= Source material =
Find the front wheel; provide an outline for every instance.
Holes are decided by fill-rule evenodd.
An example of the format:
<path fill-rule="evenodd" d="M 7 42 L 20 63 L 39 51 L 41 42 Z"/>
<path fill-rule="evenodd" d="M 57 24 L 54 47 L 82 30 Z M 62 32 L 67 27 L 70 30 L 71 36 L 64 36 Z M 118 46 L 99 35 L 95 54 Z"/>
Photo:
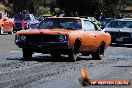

= Do this =
Reproduce every line of the entries above without alteration, omitting any picture.

= Response to this task =
Find the front wheel; provide an outline for every instance.
Holes are decided by fill-rule evenodd.
An example of the format:
<path fill-rule="evenodd" d="M 7 42 L 20 63 L 39 51 L 41 42 Z"/>
<path fill-rule="evenodd" d="M 57 24 L 54 47 L 82 30 Z M 62 32 L 67 27 L 70 30 L 71 36 L 64 36 Z M 118 46 L 99 35 L 95 54 Z"/>
Photo:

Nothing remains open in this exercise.